Can you print every record below exactly as written?

**Named-object pointing records:**
-=-=-

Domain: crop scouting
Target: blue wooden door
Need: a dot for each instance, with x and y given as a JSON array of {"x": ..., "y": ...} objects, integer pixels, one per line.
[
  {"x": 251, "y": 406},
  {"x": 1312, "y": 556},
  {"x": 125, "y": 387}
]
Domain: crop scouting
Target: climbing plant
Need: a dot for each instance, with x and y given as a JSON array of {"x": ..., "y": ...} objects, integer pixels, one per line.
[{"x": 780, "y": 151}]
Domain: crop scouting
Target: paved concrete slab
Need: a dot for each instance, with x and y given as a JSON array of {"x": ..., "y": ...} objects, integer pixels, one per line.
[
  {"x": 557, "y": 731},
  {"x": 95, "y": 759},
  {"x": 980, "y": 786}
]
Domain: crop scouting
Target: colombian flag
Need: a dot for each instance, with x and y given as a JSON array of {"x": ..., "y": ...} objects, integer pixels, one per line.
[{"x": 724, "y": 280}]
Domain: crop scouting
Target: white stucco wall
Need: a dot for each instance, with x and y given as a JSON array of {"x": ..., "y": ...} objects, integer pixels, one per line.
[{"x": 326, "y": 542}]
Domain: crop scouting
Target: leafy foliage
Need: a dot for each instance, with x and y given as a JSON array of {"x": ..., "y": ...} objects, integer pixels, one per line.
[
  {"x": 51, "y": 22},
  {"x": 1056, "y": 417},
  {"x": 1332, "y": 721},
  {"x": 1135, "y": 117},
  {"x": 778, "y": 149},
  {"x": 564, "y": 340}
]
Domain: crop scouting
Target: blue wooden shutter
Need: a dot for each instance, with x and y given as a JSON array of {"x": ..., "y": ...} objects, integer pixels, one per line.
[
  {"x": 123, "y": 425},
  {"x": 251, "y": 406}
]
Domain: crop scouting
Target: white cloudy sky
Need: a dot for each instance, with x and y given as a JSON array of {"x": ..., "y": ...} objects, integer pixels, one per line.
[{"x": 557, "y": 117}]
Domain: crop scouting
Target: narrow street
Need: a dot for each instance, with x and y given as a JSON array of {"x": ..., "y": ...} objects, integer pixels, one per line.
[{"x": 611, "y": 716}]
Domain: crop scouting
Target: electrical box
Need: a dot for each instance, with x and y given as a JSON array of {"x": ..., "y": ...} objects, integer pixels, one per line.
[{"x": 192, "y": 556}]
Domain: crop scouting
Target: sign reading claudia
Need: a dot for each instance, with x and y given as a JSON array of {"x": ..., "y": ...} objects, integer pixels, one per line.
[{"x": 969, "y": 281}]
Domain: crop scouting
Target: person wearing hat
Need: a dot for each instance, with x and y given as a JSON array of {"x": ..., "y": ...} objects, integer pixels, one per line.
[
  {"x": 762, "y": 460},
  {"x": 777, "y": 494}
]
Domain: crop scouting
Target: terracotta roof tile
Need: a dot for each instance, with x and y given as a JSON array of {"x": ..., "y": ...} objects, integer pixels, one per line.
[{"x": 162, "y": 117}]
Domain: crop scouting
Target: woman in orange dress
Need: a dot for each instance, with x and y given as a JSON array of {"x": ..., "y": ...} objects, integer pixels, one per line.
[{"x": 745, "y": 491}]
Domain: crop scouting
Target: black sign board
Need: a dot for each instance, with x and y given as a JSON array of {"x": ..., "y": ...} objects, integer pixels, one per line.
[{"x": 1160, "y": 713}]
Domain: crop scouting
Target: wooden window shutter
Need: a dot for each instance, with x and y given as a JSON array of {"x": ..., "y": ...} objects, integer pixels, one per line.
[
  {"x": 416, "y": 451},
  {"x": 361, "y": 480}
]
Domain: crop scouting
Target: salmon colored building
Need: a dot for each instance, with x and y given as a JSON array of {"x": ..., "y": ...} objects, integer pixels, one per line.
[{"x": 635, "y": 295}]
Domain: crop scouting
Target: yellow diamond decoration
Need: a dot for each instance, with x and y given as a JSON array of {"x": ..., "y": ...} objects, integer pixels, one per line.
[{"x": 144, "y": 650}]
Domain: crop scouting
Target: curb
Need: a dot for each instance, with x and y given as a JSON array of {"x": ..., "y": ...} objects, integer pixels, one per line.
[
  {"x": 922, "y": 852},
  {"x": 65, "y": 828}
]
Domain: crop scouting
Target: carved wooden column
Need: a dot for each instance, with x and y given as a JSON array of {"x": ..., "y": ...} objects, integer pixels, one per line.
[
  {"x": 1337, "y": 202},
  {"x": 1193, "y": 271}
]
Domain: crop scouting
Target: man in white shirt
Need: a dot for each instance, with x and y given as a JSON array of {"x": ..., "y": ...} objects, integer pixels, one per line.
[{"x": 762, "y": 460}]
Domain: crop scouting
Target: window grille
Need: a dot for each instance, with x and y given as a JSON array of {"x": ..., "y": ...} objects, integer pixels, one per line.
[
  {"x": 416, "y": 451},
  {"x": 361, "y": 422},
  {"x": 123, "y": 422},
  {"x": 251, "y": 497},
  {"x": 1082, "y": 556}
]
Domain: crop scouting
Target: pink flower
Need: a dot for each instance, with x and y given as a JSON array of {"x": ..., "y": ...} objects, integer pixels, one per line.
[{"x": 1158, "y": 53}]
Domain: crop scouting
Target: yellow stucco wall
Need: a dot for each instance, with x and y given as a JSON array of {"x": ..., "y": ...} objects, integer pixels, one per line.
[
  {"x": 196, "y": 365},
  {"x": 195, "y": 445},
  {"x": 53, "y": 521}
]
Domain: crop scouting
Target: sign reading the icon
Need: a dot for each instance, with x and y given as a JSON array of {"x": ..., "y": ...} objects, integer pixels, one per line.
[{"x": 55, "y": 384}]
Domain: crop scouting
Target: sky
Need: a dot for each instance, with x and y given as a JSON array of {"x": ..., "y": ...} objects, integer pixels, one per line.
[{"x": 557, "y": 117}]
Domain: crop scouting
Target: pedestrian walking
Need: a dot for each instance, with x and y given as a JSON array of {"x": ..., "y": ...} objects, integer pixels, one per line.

-=-=-

**REPLY:**
Domain: crop scouting
Target: blue wooden door
Need: a dot for each instance, with x and y given as a JSON array of {"x": ..., "y": ...} objects, integer pixels, one per line.
[
  {"x": 251, "y": 406},
  {"x": 1312, "y": 556},
  {"x": 125, "y": 387}
]
Domain: crop scouting
Target: climbing plant
Need: a dot for each instance, with x and y given as a JSON array of {"x": ..., "y": ...} objects, integer pixels, one per line.
[{"x": 780, "y": 151}]
Domain: crop scouting
Target: paved concrete slab
Need: a dot for each instance, with x and y given as a JSON array of {"x": ..., "y": ...} objects, integer pixels, one per line.
[
  {"x": 557, "y": 731},
  {"x": 95, "y": 759},
  {"x": 980, "y": 786}
]
Domain: crop scouting
Target: colombian flag
Need: a dot for each instance, with x and y given as a JSON array of {"x": ..., "y": ...} objects, integer pixels, one per line.
[{"x": 724, "y": 280}]
Domain: crop scouting
Target: white stucco wall
Need: a dot for each instance, with x and y given as a JSON array of {"x": ..., "y": ...} objects, integer pixels, one per line.
[{"x": 326, "y": 542}]
Domain: crop scouting
Target: leafy foliage
Need: a dot for each instance, with x and y given as a JSON array of {"x": ..., "y": ...} objects, integer pixels, one per line.
[
  {"x": 51, "y": 22},
  {"x": 1056, "y": 417},
  {"x": 1332, "y": 721},
  {"x": 1135, "y": 117},
  {"x": 778, "y": 149},
  {"x": 564, "y": 340}
]
Domain: crop scouting
Target: blue wooden shutter
Need: a dot for each instance, with x and y given as a JSON array of {"x": ..., "y": ...} objects, integer pixels, one per line.
[
  {"x": 123, "y": 425},
  {"x": 251, "y": 406}
]
Domain: crop scouting
Target: white cloudy sky
Need: a dot for each instance, with x and y given as a JSON array of {"x": ..., "y": ...} objects, integer pixels, one per line.
[{"x": 557, "y": 117}]
Domain: crop scouting
Target: narrow street
Need: a dot for each instance, with x and y given as a JSON array of {"x": ..., "y": ...} objects, integer pixels, one per line.
[{"x": 611, "y": 716}]
Domain: crop scouting
Target: electrical box
Need: a dot for each instance, with x and y given as a JSON array of {"x": ..., "y": ...} objects, integer pixels, one per line.
[{"x": 192, "y": 556}]
Domain: crop scouting
Target: sign reading claudia
Need: a dot for each instance, with x and y given as a JSON array of {"x": ..., "y": ...} objects, integer pixels, one per line.
[{"x": 969, "y": 281}]
Domain: crop scouting
Target: person wearing hat
Need: a dot for each instance, with x and y given as a JSON array of {"x": ..., "y": ...} objects, integer pixels, one per line.
[
  {"x": 762, "y": 460},
  {"x": 777, "y": 494}
]
Domain: crop scouting
Target: terracotta roof tile
Need: a dot for each instance, with x and y given as a JSON array of {"x": ..., "y": ...} objects, integer pixels, one per line.
[{"x": 162, "y": 117}]
Domain: crop scouting
Target: woman in orange dress
Need: a dot for each instance, with x and y given as a JSON array of {"x": ..., "y": ...} objects, integer pixels, one per line.
[{"x": 745, "y": 491}]
Domain: crop scouting
Target: black sign board
Need: a dot for each instance, with x and y given as a JSON array of {"x": ..., "y": ...} objects, integer pixels, one per line.
[{"x": 1160, "y": 713}]
Domain: crop scouting
Target: wooden window shutter
Need: a dot for each instance, with x and y given as a JSON array of {"x": ..., "y": ...} objects, integer pixels, one per line.
[
  {"x": 416, "y": 451},
  {"x": 361, "y": 480}
]
Domain: crop scouting
Target: salmon colored building
Need: a dot for each instance, with x and y given as a JSON array of {"x": ..., "y": ...} objects, integer pixels, one per line.
[{"x": 635, "y": 295}]
Domain: crop scouting
Target: yellow diamond decoration
Need: a dot for each instance, with x and y given as a JSON array of {"x": ..., "y": ...} objects, integer pixels, one per line.
[{"x": 144, "y": 650}]
Domain: crop scouting
Target: curb
Need: a dot for each instance, with x and y given as a JSON array of {"x": ..., "y": ...} objects, integer pixels, one per line.
[
  {"x": 922, "y": 852},
  {"x": 65, "y": 828}
]
Domain: crop scouting
Target: carved wooden column
Need: a dot for each instance, with x and y given as a JSON array of {"x": ..., "y": ...} objects, integer pixels, one per line.
[
  {"x": 1337, "y": 202},
  {"x": 1193, "y": 271}
]
Domain: crop scouting
Target: man in white shirt
Need: a dot for each instance, with x and y given as a JSON array of {"x": ..., "y": ...} objects, integer pixels, one per line.
[{"x": 762, "y": 460}]
Domain: crop scouting
Target: window grille
Need: a dot for each instance, with x and y given as a JSON array of {"x": ..., "y": ...} objects, integer pixels, one per line.
[
  {"x": 416, "y": 451},
  {"x": 361, "y": 422},
  {"x": 123, "y": 422},
  {"x": 251, "y": 497},
  {"x": 1082, "y": 556}
]
Domain: crop scouting
Target: pink flower
Need: a dot for each instance, with x and y given as a JSON array of {"x": ..., "y": ...} objects, integer pixels, one per line.
[{"x": 1158, "y": 53}]
Domain: crop scouting
Target: yellow stucco wall
Need: a dot for each instance, with x and y given as a JSON array of {"x": ..., "y": ...} objects, integer pixels, one per line.
[
  {"x": 196, "y": 365},
  {"x": 195, "y": 445},
  {"x": 53, "y": 521}
]
Domain: crop scouting
Target: sign reading the icon
Need: a dot for each instance, with x and y given as a JSON array of {"x": ..., "y": ...} objects, integer pixels, one per line.
[{"x": 55, "y": 384}]
Domain: crop scouting
Target: sky
Need: a dot for each instance, with x and y given as a JSON array of {"x": ..., "y": ...} objects, integer pixels, one per line.
[{"x": 557, "y": 117}]
Domain: crop scouting
Target: pedestrian walking
Need: a dot for each instance, with x and y given as a JSON array of {"x": ..., "y": ...} objects, integer pixels, one per line.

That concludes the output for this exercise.